What is needed: According to the page for The Air We Breathe, which of Barrett's works won the National Book Award?

Excerpt to read:

■ ■ ■

Andrea Barrett

“An evocative panorama of America… on the cusp of enormous change.”

— Newsday

The Air We Breathe

A Novel

In the fall of 1916, America prepares for war — but in the community of Tamarack Lake, the focus is on the sick. Wealthy tubercular patients live in private cure cottages; charity patients, mainly immigrants, fill the large public sanatorium. Prisoners of routine, they take solace in gossip, rumor, and — sometimes — secret attachments. But when the well-meaning efforts of one enterprising patient lead to a tragic accident and a terrible betrayal, the war comes home, bringing with it a surge of anti-immigrant prejudice and vigilante sentiment.

Praise for The Air We Breathe

“Here [in The Air We Breathe], as in several of her other works of fiction, including the National Book Award – winning Ship Fever, Barrett enriches her story with science…In fact, her style, always stylish and exact, is at its most compelling when she’s describing her characters’ engagement in their scientific studies.”

The Atlantic

“Details of New York tenements and of the sanitarium’s régime are vivid and engrossing.”

Publishers Weekly

“Every page seems so vibrant, its people so alive…Majestic, breathtaking, thrilling.”

San Diego Union-Tribune

“Barrett’s powers of historical evocation, especially her knowledge of the scientific preoccupations of the time, are impressive.”

The New Yorker

“Barrett’s writing has a quality of reflective mildness, a restraint which some might call quiet…There is an elegance of tone, but an enormous amount happens. The Air We Breathe is turbulent and dramatic, full of longing and death and lust, the yearning to cover one’s own life and way in the world.”

■ ■ ■

Data extracts:
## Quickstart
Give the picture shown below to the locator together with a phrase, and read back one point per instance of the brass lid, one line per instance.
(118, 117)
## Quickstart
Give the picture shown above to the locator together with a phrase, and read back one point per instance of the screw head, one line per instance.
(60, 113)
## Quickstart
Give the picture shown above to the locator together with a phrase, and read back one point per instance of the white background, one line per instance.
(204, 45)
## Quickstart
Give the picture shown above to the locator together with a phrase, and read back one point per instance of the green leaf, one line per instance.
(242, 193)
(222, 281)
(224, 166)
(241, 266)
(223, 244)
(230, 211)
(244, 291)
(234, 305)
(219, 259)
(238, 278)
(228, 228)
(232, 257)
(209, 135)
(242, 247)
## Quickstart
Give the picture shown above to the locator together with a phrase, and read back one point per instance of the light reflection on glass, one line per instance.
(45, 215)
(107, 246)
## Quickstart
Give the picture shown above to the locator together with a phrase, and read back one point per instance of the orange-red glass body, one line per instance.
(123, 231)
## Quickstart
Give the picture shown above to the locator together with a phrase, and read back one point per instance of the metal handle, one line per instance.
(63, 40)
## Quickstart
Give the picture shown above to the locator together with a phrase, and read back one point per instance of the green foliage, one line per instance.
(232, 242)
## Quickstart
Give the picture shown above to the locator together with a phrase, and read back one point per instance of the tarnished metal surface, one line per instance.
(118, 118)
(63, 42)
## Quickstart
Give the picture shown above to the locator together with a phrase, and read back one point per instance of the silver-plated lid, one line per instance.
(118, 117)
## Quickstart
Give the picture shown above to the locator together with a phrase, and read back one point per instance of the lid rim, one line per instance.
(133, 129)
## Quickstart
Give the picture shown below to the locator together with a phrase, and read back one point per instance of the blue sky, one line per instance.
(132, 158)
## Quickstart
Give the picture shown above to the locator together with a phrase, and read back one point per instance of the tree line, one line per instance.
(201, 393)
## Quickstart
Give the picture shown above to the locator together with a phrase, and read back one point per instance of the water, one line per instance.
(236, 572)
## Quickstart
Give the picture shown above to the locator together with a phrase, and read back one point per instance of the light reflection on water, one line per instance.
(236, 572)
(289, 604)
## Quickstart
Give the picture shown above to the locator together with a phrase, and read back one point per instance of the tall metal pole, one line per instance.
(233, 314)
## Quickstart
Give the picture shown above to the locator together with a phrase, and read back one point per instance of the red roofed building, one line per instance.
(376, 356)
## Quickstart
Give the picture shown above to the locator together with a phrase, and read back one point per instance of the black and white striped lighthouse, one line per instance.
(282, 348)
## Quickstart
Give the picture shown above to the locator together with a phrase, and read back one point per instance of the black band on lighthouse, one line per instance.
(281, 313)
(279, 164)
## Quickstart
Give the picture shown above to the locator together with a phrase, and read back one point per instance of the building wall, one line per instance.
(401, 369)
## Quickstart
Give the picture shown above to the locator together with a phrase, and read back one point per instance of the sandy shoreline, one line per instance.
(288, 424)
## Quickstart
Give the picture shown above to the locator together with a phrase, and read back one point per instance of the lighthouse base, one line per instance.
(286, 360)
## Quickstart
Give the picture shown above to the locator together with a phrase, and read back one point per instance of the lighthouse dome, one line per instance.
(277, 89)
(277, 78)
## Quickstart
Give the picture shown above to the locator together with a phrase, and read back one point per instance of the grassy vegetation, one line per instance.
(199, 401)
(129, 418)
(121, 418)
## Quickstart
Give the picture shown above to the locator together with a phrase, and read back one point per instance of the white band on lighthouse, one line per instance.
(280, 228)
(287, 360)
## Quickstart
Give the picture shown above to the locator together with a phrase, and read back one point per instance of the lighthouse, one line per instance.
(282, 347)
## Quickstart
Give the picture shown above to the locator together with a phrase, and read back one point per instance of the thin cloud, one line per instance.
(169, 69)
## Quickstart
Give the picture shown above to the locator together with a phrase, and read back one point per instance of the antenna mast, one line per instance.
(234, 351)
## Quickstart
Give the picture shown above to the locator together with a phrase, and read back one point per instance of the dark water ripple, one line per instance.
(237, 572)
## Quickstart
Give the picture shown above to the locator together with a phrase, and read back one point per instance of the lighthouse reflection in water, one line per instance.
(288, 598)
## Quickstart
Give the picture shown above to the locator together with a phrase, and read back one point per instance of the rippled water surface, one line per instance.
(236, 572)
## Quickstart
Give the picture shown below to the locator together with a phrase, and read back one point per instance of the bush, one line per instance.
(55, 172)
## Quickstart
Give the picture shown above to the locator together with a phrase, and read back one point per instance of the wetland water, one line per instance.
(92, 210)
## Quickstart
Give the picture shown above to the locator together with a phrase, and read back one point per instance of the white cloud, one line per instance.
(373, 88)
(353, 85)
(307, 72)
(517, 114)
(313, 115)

■ ■ ■

Exercise output: Ship Fever